* begin Records supplied *
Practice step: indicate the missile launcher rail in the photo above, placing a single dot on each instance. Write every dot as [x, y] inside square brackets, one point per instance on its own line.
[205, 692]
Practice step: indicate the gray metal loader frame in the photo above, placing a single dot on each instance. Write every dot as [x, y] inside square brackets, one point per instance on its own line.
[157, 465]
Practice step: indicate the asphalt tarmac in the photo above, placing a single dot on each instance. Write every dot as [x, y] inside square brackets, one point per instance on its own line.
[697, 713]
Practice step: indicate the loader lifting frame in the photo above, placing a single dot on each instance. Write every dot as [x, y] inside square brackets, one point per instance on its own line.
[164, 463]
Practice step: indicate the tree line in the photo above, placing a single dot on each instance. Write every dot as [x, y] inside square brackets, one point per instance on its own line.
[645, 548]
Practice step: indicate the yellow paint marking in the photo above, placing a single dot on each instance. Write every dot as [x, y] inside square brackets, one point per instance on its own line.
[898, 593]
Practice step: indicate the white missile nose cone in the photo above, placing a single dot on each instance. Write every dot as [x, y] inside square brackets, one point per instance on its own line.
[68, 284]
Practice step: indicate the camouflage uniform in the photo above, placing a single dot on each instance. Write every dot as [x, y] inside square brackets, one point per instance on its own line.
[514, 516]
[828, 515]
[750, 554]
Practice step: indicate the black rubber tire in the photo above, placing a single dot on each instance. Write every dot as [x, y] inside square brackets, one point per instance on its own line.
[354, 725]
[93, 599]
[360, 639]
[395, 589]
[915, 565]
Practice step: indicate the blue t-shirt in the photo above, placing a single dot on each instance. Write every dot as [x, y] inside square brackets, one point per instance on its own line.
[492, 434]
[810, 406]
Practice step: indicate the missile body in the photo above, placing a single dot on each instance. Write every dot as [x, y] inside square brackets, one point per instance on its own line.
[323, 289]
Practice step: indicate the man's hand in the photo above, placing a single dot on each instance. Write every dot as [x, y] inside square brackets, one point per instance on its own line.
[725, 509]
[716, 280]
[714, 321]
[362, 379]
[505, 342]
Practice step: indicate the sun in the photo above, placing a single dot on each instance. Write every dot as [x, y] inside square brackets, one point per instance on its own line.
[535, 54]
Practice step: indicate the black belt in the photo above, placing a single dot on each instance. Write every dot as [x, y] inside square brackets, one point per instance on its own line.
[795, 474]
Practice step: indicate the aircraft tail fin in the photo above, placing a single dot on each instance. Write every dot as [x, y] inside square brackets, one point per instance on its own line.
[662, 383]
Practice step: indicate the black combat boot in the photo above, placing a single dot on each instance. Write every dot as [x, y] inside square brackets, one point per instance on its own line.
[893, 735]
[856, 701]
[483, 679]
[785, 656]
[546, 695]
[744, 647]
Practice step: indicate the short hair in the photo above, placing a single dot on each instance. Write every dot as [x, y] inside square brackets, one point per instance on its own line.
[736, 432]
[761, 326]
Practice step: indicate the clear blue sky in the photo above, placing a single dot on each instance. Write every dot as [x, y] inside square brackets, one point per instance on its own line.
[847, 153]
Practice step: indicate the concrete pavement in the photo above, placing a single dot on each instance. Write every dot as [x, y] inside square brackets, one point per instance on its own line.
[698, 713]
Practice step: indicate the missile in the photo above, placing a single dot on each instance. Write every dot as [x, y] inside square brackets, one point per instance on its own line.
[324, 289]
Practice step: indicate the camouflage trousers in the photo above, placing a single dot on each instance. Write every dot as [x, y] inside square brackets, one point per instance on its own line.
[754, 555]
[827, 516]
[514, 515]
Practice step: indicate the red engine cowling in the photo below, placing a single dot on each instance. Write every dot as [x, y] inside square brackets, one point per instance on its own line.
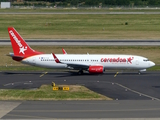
* end Records supplied *
Retype the listing above line for line, without changing a single character, and leave out the pictures.

Practice step: indicate the missile launcher rail in the photo above, placing a single dot on each instance. Write every dot as [x, y] inside square brackets, one point per instance on its own line.
[205, 692]
Practice step: indicate the gray metal loader frame in the photo above, placing a single dot on each instance. Write every dot as [x, y] inside square brackets, one point per instance on its own line.
[157, 465]
Practice step: indicate the asphalt tarmac in the photo above, placing a single dot on each instance. Write every dot as [x, y] inside square brackets, one point per instance on its own line.
[697, 713]
Practice step: indicate the loader lifting frame in the photo above, placing a single dot on each instance. Write every dot as [x, y] inside square brackets, one point per instance on its own line.
[164, 463]
Practice step: indicate the tree line in the photo above, placing a single dot on each instance. Write every dot as [x, y] inside square brackets, one point per instance on its own line.
[645, 548]
Practice step: indicate the yellow paint marking in the photo above, placing a single dot on each instance. Write every dot as [x, y] inside square brackets, one point per instance on its own line.
[898, 593]
Practice step: indicate the white missile nose cone in the photo above, placing a single dot on each instance. Write every dot as [x, y] inside square brackets, one point per instance on its own line.
[68, 284]
Practice step: indicate the camouflage uniform in the photo above, placing a single dot on each instance. Write every dot as [x, y] inside square brackets, one point per instance on its own line.
[514, 516]
[828, 515]
[750, 554]
Practice step: indicate the black rubber tire in the photo above, placing a single dot on each instance. Write every dot as [x, y] inside square brackets, one point per instance on its own line.
[354, 725]
[93, 599]
[360, 639]
[395, 589]
[915, 565]
Practice step: indicate the blue t-shirt in the photo above, placing a single dot on each instance. Write every dot as [x, y] inside square brackets, one point per instance on its own line.
[492, 434]
[810, 406]
Practice step: indicate the missile body in the photo above, placing a single dot on each instance. Write every dot as [x, y] inside square brackets, one point per instance on its own line.
[323, 289]
Practice step: indicate the man's hand in the photo above, placing a single dot on each instance. Write every dot as [x, y] inside square brackets, one point per instance on its own line.
[725, 509]
[716, 280]
[714, 321]
[362, 379]
[505, 342]
Practice step: indicate the sun in the photo above, placing a single dot on each instance. Write every dot as [x, y] inside square brackets, one point per instance on its own line.
[535, 54]
Practice step: indicate the black belt in the photo above, placing a single dot on each instance. Write every dot as [x, y] inside square brackets, one point per instance on its own line.
[795, 474]
Practice step: indicate the aircraft tail fin in the photo above, placing a single dot on each instance. Write every dot as [x, y] inside square brackets, one point per instance on its own line.
[662, 383]
Practice step: indicate the black combat boot in the photo above, placing a single dot on each instance. Write every dot as [x, y] inside square brackets, one point per instance on its own line.
[893, 735]
[856, 701]
[483, 679]
[785, 656]
[546, 695]
[744, 647]
Practice step: indicate the short hair in the photo above, placing a single dot on each instance. Write every dot as [x, y] inside square brackets, one point per instance on its own line.
[736, 432]
[761, 326]
Practice step: indicate the clear blue sky in the photo above, placing a single dot on each instance. Write every dot as [x, y] inside square brackets, one point per instance on its own line.
[847, 153]
Practice step: indicate the concrete pavement in the photo above, placing a single dot on each instance. Write every dot as [x, y] inside square brackets, one point per instance on its own line.
[698, 713]
Practice step: indicate the missile in the photo above, placing a single dot on each instance. Write every dot as [x, y] inside square brackets, one point per instance on its own line.
[324, 289]
Practice step: indicate the camouflage trousers in the photo above, placing a single dot on each instance. Write every dot as [x, y] inside square brackets, one point per instance on its own line.
[754, 555]
[827, 516]
[514, 515]
Practice step: indicate the red engine cowling in the photo below, placing a single dot on each instance. Write every dot as [x, y] inside square brackets, one point per instance on its own line.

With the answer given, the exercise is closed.